• **REQUIREMENT**: Extract the records in full, leaving every picture out.

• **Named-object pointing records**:
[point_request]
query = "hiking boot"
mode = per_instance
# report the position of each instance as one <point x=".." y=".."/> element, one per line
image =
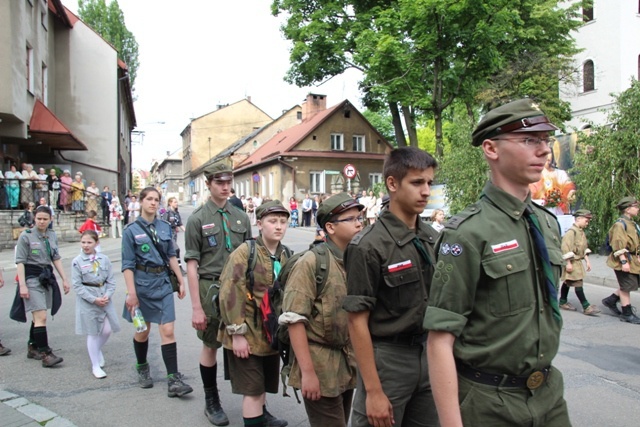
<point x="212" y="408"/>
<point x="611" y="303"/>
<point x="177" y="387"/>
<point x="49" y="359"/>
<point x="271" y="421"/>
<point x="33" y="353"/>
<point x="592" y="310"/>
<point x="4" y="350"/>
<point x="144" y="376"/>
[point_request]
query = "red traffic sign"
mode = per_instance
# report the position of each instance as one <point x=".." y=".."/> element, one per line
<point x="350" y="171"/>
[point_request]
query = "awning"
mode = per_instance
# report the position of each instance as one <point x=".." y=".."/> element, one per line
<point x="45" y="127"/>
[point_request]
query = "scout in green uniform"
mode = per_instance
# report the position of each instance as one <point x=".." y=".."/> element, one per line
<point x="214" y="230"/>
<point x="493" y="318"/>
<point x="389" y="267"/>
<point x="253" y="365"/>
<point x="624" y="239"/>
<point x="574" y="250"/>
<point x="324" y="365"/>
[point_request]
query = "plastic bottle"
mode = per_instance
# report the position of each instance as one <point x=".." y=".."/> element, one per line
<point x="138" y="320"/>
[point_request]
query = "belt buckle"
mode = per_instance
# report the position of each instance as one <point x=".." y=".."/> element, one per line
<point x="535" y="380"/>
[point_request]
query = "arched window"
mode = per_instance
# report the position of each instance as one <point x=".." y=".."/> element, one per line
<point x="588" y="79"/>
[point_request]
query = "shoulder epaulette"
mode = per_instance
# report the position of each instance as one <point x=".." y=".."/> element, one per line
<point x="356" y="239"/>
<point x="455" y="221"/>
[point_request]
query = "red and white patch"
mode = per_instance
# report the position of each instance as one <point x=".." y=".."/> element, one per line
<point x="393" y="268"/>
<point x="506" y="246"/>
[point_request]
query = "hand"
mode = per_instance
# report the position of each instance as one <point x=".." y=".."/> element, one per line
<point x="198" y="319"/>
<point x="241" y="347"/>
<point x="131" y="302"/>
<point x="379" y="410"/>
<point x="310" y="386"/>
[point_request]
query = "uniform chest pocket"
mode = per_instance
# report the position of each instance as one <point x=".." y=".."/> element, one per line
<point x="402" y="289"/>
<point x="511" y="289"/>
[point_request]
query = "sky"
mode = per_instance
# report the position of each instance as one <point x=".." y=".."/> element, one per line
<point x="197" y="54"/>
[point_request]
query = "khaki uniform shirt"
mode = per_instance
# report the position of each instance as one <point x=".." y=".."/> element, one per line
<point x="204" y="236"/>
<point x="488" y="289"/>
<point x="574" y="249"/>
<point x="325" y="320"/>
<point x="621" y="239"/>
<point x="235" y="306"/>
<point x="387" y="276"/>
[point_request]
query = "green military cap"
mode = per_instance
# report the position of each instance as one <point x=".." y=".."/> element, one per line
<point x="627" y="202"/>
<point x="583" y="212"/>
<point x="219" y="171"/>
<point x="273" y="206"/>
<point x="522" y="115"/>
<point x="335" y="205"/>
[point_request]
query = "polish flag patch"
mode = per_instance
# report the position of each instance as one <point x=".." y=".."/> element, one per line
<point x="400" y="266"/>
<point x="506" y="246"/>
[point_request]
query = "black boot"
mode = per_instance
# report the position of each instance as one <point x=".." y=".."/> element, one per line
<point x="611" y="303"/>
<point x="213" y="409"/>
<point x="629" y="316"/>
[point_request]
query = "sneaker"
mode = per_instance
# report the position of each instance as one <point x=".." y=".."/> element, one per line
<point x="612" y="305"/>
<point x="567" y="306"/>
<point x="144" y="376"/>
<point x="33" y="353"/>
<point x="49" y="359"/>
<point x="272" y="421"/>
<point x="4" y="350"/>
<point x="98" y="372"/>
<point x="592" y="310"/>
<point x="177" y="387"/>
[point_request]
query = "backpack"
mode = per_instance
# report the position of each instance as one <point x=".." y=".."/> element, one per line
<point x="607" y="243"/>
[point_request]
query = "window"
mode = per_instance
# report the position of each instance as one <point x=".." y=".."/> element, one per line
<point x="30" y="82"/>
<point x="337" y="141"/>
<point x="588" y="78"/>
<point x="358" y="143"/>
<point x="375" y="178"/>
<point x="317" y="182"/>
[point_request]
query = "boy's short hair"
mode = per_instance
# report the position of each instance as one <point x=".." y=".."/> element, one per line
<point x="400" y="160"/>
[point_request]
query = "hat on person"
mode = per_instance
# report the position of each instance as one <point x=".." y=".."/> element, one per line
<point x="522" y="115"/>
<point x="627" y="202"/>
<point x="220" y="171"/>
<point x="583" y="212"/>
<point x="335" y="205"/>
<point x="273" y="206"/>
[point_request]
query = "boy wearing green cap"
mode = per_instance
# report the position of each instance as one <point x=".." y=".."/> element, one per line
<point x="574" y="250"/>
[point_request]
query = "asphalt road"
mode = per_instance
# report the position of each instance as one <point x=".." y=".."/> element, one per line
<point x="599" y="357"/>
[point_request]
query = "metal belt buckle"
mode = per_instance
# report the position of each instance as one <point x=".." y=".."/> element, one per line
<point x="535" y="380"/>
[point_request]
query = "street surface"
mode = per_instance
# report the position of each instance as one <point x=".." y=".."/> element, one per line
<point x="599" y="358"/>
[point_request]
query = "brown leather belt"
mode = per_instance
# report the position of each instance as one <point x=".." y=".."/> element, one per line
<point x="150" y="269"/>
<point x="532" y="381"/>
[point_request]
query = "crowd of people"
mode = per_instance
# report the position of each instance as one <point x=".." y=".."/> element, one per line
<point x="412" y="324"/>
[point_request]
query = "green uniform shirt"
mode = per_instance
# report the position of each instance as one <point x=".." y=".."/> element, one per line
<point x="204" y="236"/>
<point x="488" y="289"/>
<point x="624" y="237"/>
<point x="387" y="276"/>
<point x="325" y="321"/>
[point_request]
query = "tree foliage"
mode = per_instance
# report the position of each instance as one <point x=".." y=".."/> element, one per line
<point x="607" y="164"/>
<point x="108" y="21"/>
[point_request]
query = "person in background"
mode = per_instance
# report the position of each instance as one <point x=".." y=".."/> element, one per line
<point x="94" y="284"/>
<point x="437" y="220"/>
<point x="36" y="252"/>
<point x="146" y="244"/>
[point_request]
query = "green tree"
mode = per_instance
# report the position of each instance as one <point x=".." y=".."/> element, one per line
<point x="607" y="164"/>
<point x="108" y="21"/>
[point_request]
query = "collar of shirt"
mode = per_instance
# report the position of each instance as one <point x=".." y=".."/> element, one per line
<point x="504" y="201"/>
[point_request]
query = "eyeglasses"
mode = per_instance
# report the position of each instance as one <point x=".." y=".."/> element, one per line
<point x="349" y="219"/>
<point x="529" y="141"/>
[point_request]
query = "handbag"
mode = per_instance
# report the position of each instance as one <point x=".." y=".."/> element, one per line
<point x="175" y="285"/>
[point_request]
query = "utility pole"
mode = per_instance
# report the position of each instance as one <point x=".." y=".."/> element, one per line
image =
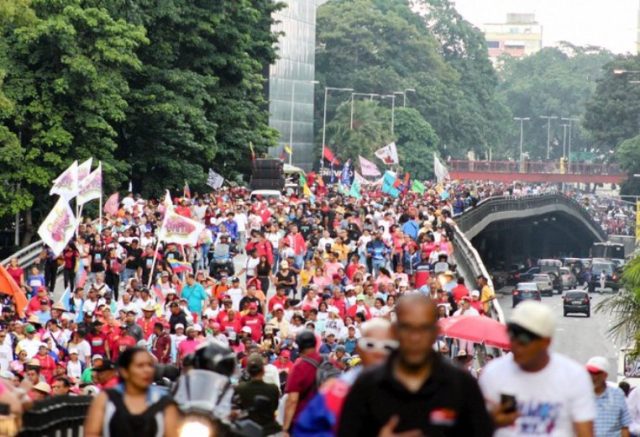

• **FULL OUTPUT**:
[point_request]
query = "hiking boot"
mode = per_instance
# report the position of each instance as one <point x=".." y=".."/> element, one per line
image =
<point x="212" y="408"/>
<point x="611" y="303"/>
<point x="177" y="387"/>
<point x="49" y="359"/>
<point x="271" y="421"/>
<point x="33" y="353"/>
<point x="592" y="310"/>
<point x="4" y="350"/>
<point x="144" y="376"/>
[point_request]
query = "red traffic sign"
mode = per_instance
# report the position of each instance as one <point x=".." y=".."/> element, one per line
<point x="350" y="171"/>
[point_request]
query = "awning"
mode = per_instance
# report the position of each instance as one <point x=".." y=".."/> element, one per line
<point x="45" y="127"/>
[point_request]
query = "scout in green uniform"
mode = per_instance
# report the position of each instance as one <point x=".." y=".."/> element, one per line
<point x="214" y="230"/>
<point x="493" y="318"/>
<point x="389" y="267"/>
<point x="253" y="365"/>
<point x="624" y="239"/>
<point x="574" y="250"/>
<point x="324" y="365"/>
[point_request]
query = "plastic bottle"
mode = per_instance
# report the position of each instance as one <point x=".." y=".."/> element, one per line
<point x="138" y="320"/>
[point_request]
query = "belt buckle"
mode = per_instance
# report the position of each instance as one <point x=".." y=".."/> element, one per line
<point x="535" y="380"/>
[point_request]
query = "arched window"
mode = per_instance
# report the position of each instance as one <point x=".." y=".."/> element, one per line
<point x="588" y="79"/>
[point_request]
query = "shoulder epaulette"
mode = per_instance
# report the position of each instance as one <point x=".." y=".."/> element, one per line
<point x="356" y="239"/>
<point x="455" y="221"/>
[point_request]
query = "red and white patch"
mode = per_instance
# report the position of each instance as one <point x=".." y=".."/> element, one per line
<point x="393" y="268"/>
<point x="506" y="246"/>
[point_request]
query = "hand"
mode = per_instance
# report the position of each instance as one <point x=".." y=".."/> element, one per line
<point x="198" y="319"/>
<point x="241" y="347"/>
<point x="131" y="302"/>
<point x="379" y="410"/>
<point x="310" y="386"/>
[point_request]
query = "uniform chest pocket"
mode = per_instance
# report the position of each instance as one <point x=".." y=".."/> element, one per line
<point x="402" y="289"/>
<point x="511" y="289"/>
[point_request]
query = "sky"
mode = per_instance
# report the position of each instance as one <point x=".." y=".."/> element, one per line
<point x="197" y="54"/>
[point_request]
query = "khaki uniform shirt"
mode = per_instance
# report the position of each instance as one <point x=".." y=".."/> element, one per line
<point x="204" y="236"/>
<point x="488" y="289"/>
<point x="574" y="249"/>
<point x="325" y="320"/>
<point x="621" y="239"/>
<point x="235" y="306"/>
<point x="387" y="276"/>
[point_request]
query = "green military cap"
mode = per_instance
# report the position of each instance as one <point x=".." y=".."/> element, one per line
<point x="627" y="202"/>
<point x="583" y="212"/>
<point x="219" y="171"/>
<point x="273" y="206"/>
<point x="522" y="115"/>
<point x="335" y="205"/>
[point_request]
query = "polish flag patch"
mode = per_instance
# report the position of each instance as one <point x=".." y=".."/> element, one per line
<point x="400" y="266"/>
<point x="506" y="246"/>
[point_request]
query = "black boot"
mode = per_instance
# report the position of each instance as one <point x=".." y=".."/> element, one per line
<point x="611" y="303"/>
<point x="213" y="409"/>
<point x="629" y="316"/>
[point_request]
query = "sneaker"
mode = per_instance
# report the position of each instance as one <point x=".." y=".."/> element, one per line
<point x="612" y="305"/>
<point x="567" y="306"/>
<point x="144" y="376"/>
<point x="33" y="353"/>
<point x="49" y="359"/>
<point x="272" y="421"/>
<point x="4" y="350"/>
<point x="98" y="372"/>
<point x="592" y="310"/>
<point x="177" y="387"/>
[point_request]
query = "backpack"
mode = per_instance
# report the position of each instance as one <point x=".." y=".."/> element, one per line
<point x="607" y="243"/>
[point_request]
query = "window"
mode = per_instance
# report the position of each instance as one <point x=".." y=".."/> element, one per line
<point x="30" y="82"/>
<point x="337" y="141"/>
<point x="588" y="78"/>
<point x="358" y="143"/>
<point x="375" y="178"/>
<point x="317" y="182"/>
[point_request]
query = "boy's short hair"
mode = per_instance
# report the position of each instance as one <point x=".." y=".."/> element, one per line
<point x="400" y="160"/>
[point_request]
query = "hat on person"
mode = per_instance
# report the position of each instance as one <point x=".." y=".."/> element, one per line
<point x="522" y="115"/>
<point x="627" y="202"/>
<point x="220" y="171"/>
<point x="583" y="212"/>
<point x="335" y="205"/>
<point x="273" y="206"/>
[point_request]
query = "boy wearing green cap"
mode = per_instance
# report the position of each instance as one <point x=".." y=".."/> element, one per line
<point x="574" y="250"/>
[point_request]
query = "asphalt road"
mode = per_instance
# report the position of each instance as one <point x=".." y=".."/> element, one per line
<point x="599" y="357"/>
[point_request]
query = "metal belt buckle"
mode = per_instance
# report the position of each instance as one <point x=".." y=".."/> element, one per line
<point x="535" y="380"/>
[point_request]
query = "street surface"
mode = per_instance
# report the position of each instance as one <point x=".." y=".."/> element, one per line
<point x="599" y="358"/>
[point_request]
query = "brown leather belt"
mode = per_instance
# report the position of each instance as one <point x=".." y=".."/> element, one per line
<point x="150" y="269"/>
<point x="532" y="381"/>
[point_request]
query = "crowd of people"
mode = per_instance
# report the position of each instance as one <point x=".." y=".."/> element, one per line
<point x="412" y="324"/>
[point_request]
query = "green uniform shirt"
mode = per_instance
# report the position of each instance as one <point x=".." y=".."/> element, one per line
<point x="204" y="236"/>
<point x="488" y="289"/>
<point x="624" y="237"/>
<point x="387" y="276"/>
<point x="325" y="321"/>
[point_request]
query = "tree foliage"
mode = per_instance
# report the position of each instance as one <point x=".." y=".."/> element, one per line
<point x="607" y="164"/>
<point x="108" y="21"/>
[point_request]
query = "person in background"
mode = per_instance
# report the position of each instance as one <point x=".." y=".."/> element, one per line
<point x="94" y="284"/>
<point x="437" y="220"/>
<point x="36" y="252"/>
<point x="146" y="244"/>
[point_request]
query = "green tree"
mode = per_instance
# report the position of each instance as one <point x=".." y=".."/> element, one per line
<point x="607" y="164"/>
<point x="108" y="21"/>
[point_request]
query = "collar of shirt"
mode = per_instance
# report the position of each instance as one <point x=".." y=".."/> element, one per line
<point x="504" y="201"/>
[point_request]
query = "eyeglasses"
mode = per_instance
# report the position of each instance as one <point x=".." y=".."/> element, one per line
<point x="349" y="219"/>
<point x="529" y="141"/>
[point_request]
query = "handbag"
mode = per_instance
# report the position of each instance as one <point x=".." y=".."/> element, one per line
<point x="175" y="285"/>
[point_request]
query = "utility pole"
mode = per_instance
# report the position of each instance as one <point x=".." y=".."/> element, one per line
image =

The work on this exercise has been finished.